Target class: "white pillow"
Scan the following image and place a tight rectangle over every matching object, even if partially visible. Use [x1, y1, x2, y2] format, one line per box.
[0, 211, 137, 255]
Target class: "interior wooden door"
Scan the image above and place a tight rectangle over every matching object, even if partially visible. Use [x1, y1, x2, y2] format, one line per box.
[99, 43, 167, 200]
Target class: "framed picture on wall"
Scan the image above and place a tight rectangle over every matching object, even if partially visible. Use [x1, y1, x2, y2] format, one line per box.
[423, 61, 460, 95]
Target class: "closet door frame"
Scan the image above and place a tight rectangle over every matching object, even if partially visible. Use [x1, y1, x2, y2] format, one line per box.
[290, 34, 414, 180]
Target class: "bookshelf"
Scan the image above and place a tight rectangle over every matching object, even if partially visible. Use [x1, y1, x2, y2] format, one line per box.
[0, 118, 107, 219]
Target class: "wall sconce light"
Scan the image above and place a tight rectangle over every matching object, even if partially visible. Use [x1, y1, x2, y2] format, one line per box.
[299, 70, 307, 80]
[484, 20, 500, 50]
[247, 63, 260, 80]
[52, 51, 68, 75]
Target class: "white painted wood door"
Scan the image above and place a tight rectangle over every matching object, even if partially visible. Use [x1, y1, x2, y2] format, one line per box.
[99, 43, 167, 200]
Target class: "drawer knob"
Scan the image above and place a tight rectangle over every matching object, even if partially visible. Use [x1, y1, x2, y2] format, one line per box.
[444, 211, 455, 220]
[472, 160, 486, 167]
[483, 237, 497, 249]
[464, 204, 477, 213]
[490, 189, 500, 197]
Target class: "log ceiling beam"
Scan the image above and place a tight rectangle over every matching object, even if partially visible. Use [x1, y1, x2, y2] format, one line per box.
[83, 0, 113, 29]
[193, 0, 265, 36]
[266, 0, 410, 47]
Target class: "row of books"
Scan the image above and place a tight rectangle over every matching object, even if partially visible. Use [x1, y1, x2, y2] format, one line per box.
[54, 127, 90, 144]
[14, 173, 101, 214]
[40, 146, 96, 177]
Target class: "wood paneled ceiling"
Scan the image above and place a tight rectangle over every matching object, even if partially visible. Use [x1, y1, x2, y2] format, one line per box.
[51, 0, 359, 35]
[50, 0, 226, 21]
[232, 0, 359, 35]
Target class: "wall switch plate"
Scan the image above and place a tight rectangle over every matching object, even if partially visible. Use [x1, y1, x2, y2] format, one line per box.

Stated problem: Copy out every row above word for word, changing nothing.

Answer for the task:
Target class: "white pillow"
Scan the following image and place a tight rectangle over every matching object, even if partially visible. Use [x1, y1, x2, y2] format, one line per box.
[0, 211, 137, 255]
Target class: "interior wooden door"
Scan the image above and place a tight rectangle over every matching object, even if partially visible. Use [x1, y1, x2, y2] format, one line per box.
[99, 43, 167, 200]
Target class: "framed picture on wall"
Scan the image above and place a tight rectangle over every matching object, even if partially visible. Use [x1, y1, x2, y2] format, one line per box.
[423, 61, 460, 95]
Target class: "closet door frame"
Scan the image above and place a tight rectangle over every matching object, even if partially visible. Use [x1, y1, x2, y2] format, one line per box.
[290, 34, 414, 180]
Target class: "bookshelf"
Scan the image above and place a tight rectangle over every matching object, even if partially visible. Use [x1, y1, x2, y2] format, one line per box.
[0, 118, 107, 219]
Target class: "wall sconce light"
Scan the image above and place a tight rectangle over every matching object, even if partially visible. Use [x1, y1, x2, y2] format, one line per box.
[299, 70, 307, 80]
[484, 20, 500, 50]
[247, 63, 260, 80]
[52, 51, 68, 75]
Target class: "white painted wood door"
Scan the image above and place a tight rectangle over every matching object, even if partially visible. Use [x1, y1, x2, y2] format, one line per box.
[99, 43, 167, 200]
Target class: "drawer knob"
Scan the image above and place a tight rectangle over every matching object, even if partially visible. Use [x1, y1, x2, y2] format, one line per box.
[444, 211, 455, 220]
[472, 160, 486, 167]
[483, 237, 497, 249]
[464, 204, 477, 213]
[490, 189, 500, 197]
Target class: "log ceiling beam"
Scan the image above and place a tight rectangle over every matching object, even if partially visible. Use [x1, y1, x2, y2] format, one line per box.
[83, 0, 113, 29]
[193, 0, 265, 36]
[266, 0, 410, 47]
Target class: "row of books"
Scan the image above and place a tight rectangle over every matching object, even if partially visible. Use [x1, y1, x2, y2] format, one line per box.
[54, 127, 90, 144]
[14, 173, 101, 214]
[40, 146, 96, 177]
Target class: "wood paneled ceiling"
Scan the image above and place a tight rectangle over every matching object, even if partially visible. Use [x1, y1, x2, y2] format, one line per box.
[51, 0, 359, 35]
[50, 0, 226, 21]
[232, 0, 359, 35]
Target class: "wall switch plate"
Scan the image above and place a tight rectangle over every matching object, even if partially visible. Use [x1, y1, x2, y2] format, one line per box.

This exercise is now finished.